Graded on a Curve:
Solid Bronze,
The Fruit Basket

The core of Solid Bronze is Ian Everett and George Miller, both New Jersey residents with a loud-and-clear love of the soulful and funky. This fact is evidenced on The Fruit Basket, their full-length debut, a deliciously off-kilter ’70s-styled groove-fest spiced with strains of jazziness, touches of reggae, and excursions into psychedelia. Recorded and co-produced by Dean Ween with notable guests including Atlanta-based hip-hop artist CLEW, Morphine saxophonist Dana Colley, Ween/ Blood, Sweat & Tears keyboardist Glenn McClelland, and Parliament-Funkadelic guitarist Michael Hampton, this last name is quite appropriate as the influence of P-Funk is strongly felt. It’s out now on LP via Schnitzel Records.

Earlier this year, Solid Bronze released a 45 featuring The Fruit Basket album track “The Invisible Man.” It was and remains an enjoyable little number, but it was backed with a dub mix of the track by Lee “Scratch” Perry, not in itself a bad thing (to the contrary, the version added to the general positive vibrations of Perry’s most recent comeback), it just didn’t necessarily provide further insight into Everett and Miller’s overall thing.

That Michael Hampton contributed guitar to “The Invisible Man” did present a clue into one possible avenue in Solid Bronze’s roadmap, though just as prominent in the track is the Auto-Tuned crooning of Atlanta rapper CLEW, along with a contrasting deep voice offering spoken smoothness of a decidedly ’70s comportment.

#### Records shown

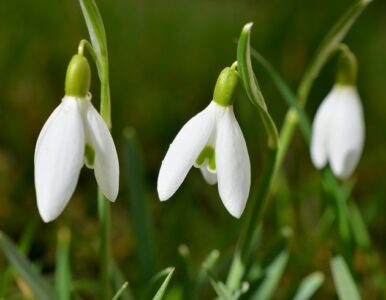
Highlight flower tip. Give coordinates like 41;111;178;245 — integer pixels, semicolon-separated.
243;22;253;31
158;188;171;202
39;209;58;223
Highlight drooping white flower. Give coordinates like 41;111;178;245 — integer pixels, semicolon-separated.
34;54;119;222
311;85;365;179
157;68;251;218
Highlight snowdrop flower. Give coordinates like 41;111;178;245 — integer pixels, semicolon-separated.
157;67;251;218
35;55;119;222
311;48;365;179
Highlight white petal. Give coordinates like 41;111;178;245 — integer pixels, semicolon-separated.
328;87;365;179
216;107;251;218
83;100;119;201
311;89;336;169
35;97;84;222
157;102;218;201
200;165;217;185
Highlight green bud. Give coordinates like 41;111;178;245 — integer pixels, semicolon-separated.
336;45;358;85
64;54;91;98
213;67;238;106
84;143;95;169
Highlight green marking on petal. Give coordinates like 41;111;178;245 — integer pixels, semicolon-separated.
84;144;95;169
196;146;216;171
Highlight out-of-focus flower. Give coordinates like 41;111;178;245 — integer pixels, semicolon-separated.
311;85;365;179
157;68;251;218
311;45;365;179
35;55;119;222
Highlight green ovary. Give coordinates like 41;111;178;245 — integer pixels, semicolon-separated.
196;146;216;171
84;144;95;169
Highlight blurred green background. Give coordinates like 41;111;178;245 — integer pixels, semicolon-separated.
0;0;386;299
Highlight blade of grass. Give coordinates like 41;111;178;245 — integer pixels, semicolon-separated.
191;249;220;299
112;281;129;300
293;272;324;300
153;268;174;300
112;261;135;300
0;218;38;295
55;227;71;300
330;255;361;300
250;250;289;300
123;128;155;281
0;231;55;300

#### Tasks for this exercise
**1.** Could you retype the passage of the review from "Earlier this year, Solid" up to and including "Miller’s overall thing."?
**2.** Can you echo the listing from the line with "Highlight blurred green" up to and including its last line?
The review and the listing have nothing to do with each other.

#### Task-by-task outputs
**1.**
Earlier this year, Solid Bronze released a 45 featuring The Fruit Basket album track “The Invisible Man.” It was and remains an enjoyable little number, but it was backed with a dub mix of the track by Lee “Scratch” Perry, not in itself a bad thing (to the contrary, the version added to the general positive vibrations of Perry’s most recent comeback), it just didn’t necessarily provide further insight into Everett and Miller’s overall thing.

**2.**
Highlight blurred green background. Give coordinates like 41;111;178;245 — integer pixels, semicolon-separated.
0;0;386;299
Highlight blade of grass. Give coordinates like 41;111;178;245 — integer pixels, semicolon-separated.
191;249;220;299
112;281;129;300
293;272;324;300
153;268;174;300
112;261;135;300
0;218;38;295
55;227;71;300
330;255;361;300
250;250;289;300
123;128;155;281
0;231;55;300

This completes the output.